-------- Working data

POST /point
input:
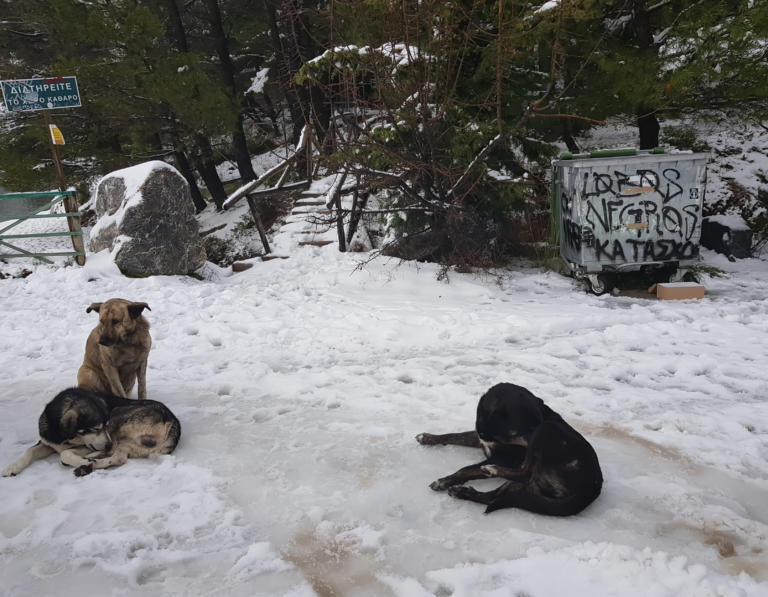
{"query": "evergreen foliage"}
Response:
(452, 107)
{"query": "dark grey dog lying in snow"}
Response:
(92, 431)
(549, 467)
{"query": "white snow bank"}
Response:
(300, 385)
(732, 221)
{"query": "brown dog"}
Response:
(117, 349)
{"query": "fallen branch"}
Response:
(248, 187)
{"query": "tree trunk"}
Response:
(647, 123)
(186, 171)
(207, 169)
(204, 158)
(649, 129)
(242, 156)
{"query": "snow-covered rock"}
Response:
(146, 220)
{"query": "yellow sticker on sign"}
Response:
(56, 137)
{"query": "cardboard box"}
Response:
(672, 291)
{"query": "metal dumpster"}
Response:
(627, 210)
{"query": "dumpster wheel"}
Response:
(598, 284)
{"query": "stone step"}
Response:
(315, 243)
(322, 212)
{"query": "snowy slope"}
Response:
(300, 385)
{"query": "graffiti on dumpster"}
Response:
(632, 217)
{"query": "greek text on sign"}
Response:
(56, 137)
(26, 95)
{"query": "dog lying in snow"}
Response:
(549, 467)
(93, 431)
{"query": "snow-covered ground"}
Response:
(300, 385)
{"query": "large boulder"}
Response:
(146, 219)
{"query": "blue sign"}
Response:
(26, 95)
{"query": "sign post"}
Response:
(29, 95)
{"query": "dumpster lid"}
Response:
(623, 156)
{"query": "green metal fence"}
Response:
(68, 198)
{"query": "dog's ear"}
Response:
(135, 309)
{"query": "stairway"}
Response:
(308, 224)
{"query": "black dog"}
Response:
(94, 431)
(551, 469)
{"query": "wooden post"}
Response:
(70, 202)
(259, 225)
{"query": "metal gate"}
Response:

----------------

[Work item]:
Give the number of lines above in which the word "dumpster" occurs, with nothing else.

[Written answer]:
4